THE REQUEST: Collect every line in the rows below that contains the word "pole". Match uppercase and lowercase letters exactly.

RECORDS SHOWN:
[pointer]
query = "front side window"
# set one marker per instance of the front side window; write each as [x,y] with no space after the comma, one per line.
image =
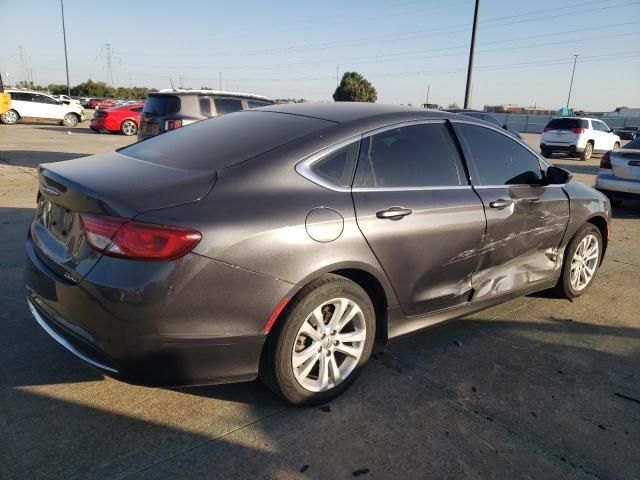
[409,157]
[498,159]
[228,105]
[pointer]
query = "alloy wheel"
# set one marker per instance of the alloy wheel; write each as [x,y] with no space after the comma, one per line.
[329,345]
[584,262]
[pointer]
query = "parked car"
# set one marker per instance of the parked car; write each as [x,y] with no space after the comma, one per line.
[27,104]
[619,174]
[66,99]
[124,119]
[282,242]
[627,133]
[577,136]
[170,109]
[487,117]
[97,103]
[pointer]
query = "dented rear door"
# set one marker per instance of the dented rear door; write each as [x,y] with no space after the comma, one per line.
[526,219]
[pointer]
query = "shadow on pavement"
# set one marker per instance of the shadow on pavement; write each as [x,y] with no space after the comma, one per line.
[33,158]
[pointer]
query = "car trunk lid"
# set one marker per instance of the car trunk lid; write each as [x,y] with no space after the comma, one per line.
[109,184]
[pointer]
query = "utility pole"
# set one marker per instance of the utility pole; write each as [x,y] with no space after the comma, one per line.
[575,59]
[107,56]
[467,93]
[23,65]
[66,59]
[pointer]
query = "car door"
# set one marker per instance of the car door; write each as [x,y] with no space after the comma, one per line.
[526,219]
[46,107]
[419,214]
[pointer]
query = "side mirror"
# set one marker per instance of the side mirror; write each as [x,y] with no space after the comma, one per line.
[557,176]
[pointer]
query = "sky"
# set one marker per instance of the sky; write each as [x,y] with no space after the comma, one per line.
[293,49]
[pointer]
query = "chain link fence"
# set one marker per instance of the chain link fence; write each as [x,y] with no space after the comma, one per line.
[535,123]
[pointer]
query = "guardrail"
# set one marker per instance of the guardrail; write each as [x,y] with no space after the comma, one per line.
[535,123]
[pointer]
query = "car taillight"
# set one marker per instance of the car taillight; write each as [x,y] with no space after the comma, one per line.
[172,124]
[605,161]
[120,237]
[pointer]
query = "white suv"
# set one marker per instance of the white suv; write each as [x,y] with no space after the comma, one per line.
[25,104]
[575,135]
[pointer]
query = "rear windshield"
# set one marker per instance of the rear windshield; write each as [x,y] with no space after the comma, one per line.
[162,105]
[567,123]
[635,144]
[225,140]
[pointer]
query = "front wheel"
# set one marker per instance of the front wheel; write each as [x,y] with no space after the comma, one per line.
[582,259]
[320,343]
[129,128]
[9,117]
[70,120]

SOLUTION FOR THIS PROBLEM:
query = "utility pole"
# set one marker per instance of the utility pole; write each as [x,y] with no space after the comma, one per line.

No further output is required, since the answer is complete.